__EXERCISE INSTRUCTIONS__: The response should contain every entry, reproduced exactly.

__DATA FOR THIS TASK__:
● ● ● ● ●
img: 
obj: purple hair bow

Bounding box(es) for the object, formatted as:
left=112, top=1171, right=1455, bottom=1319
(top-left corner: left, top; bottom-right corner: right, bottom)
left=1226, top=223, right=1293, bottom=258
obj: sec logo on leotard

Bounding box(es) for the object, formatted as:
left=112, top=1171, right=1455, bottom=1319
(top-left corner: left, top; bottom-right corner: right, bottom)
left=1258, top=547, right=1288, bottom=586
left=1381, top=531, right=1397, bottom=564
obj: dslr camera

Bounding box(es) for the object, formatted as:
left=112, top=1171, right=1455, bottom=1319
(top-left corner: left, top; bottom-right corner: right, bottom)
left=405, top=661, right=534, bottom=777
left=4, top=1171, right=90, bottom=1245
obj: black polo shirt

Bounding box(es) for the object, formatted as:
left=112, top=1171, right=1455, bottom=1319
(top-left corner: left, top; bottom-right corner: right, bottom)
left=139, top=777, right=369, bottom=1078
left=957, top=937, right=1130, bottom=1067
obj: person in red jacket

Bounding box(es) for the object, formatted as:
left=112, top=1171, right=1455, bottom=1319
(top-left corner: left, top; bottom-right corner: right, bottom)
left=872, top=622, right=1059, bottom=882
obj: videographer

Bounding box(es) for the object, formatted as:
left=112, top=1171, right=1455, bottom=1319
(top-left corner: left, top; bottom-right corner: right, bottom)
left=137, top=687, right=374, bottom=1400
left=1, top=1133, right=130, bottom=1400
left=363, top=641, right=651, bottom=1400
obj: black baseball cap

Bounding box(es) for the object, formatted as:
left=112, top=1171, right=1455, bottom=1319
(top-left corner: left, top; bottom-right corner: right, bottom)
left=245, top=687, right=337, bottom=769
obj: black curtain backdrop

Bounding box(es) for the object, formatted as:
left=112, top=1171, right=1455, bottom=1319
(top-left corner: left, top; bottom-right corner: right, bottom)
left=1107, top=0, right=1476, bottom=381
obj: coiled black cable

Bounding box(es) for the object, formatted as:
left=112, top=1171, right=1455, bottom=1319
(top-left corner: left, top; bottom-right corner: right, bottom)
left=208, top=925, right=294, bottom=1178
● ● ● ● ●
__RESULT FOR THIS TASK__:
img: 
obj: purple hair bow

Bounding box(es) for the object, formatted as:
left=112, top=1171, right=1455, bottom=1319
(top-left corner: left, top; bottom-right corner: right, bottom)
left=1226, top=223, right=1293, bottom=258
obj: sec logo on leotard

Bounding box(es) for the object, formatted as:
left=112, top=1171, right=1455, bottom=1319
(top-left corner: left, top; bottom-right corner: right, bottom)
left=1258, top=547, right=1288, bottom=586
left=1381, top=531, right=1397, bottom=564
obj: dslr camera

Bounding box(es) for the object, formatted as:
left=112, top=1171, right=1455, bottom=1319
(top-left corner: left, top; bottom-right corner: right, bottom)
left=405, top=661, right=534, bottom=777
left=4, top=1171, right=90, bottom=1245
obj: black polo shirt

Bounding box(es) for the object, formatted as:
left=112, top=1171, right=1455, bottom=1319
(top-left corner: left, top; bottom-right corner: right, bottom)
left=139, top=777, right=369, bottom=1078
left=957, top=937, right=1130, bottom=1067
obj: person in red jacket

Bounding box(es) for the object, formatted as:
left=112, top=1171, right=1455, bottom=1319
(top-left corner: left, top; bottom-right corner: right, bottom)
left=872, top=622, right=1059, bottom=882
obj: videographer

Bounding box(es) for the object, formatted as:
left=112, top=1171, right=1455, bottom=1319
(top-left corner: left, top; bottom-right corner: right, bottom)
left=137, top=687, right=374, bottom=1400
left=1, top=1133, right=130, bottom=1400
left=363, top=641, right=651, bottom=1400
obj: black baseball cap

Bounding box(es) for the object, formatted as:
left=112, top=1171, right=1455, bottom=1319
(top-left corner: left, top; bottom-right corner: right, bottom)
left=245, top=687, right=337, bottom=769
obj: black curtain backdrop

Bounding box(es) for the object, formatted as:
left=112, top=1171, right=1455, bottom=1319
(top-left corner: left, top; bottom-right corner: right, bottom)
left=1107, top=0, right=1476, bottom=381
obj: coiled black cable

Bounding box(es) for the object, formatted as:
left=112, top=1171, right=1455, bottom=1319
(top-left corner: left, top; bottom-right corner: right, bottom)
left=208, top=925, right=294, bottom=1178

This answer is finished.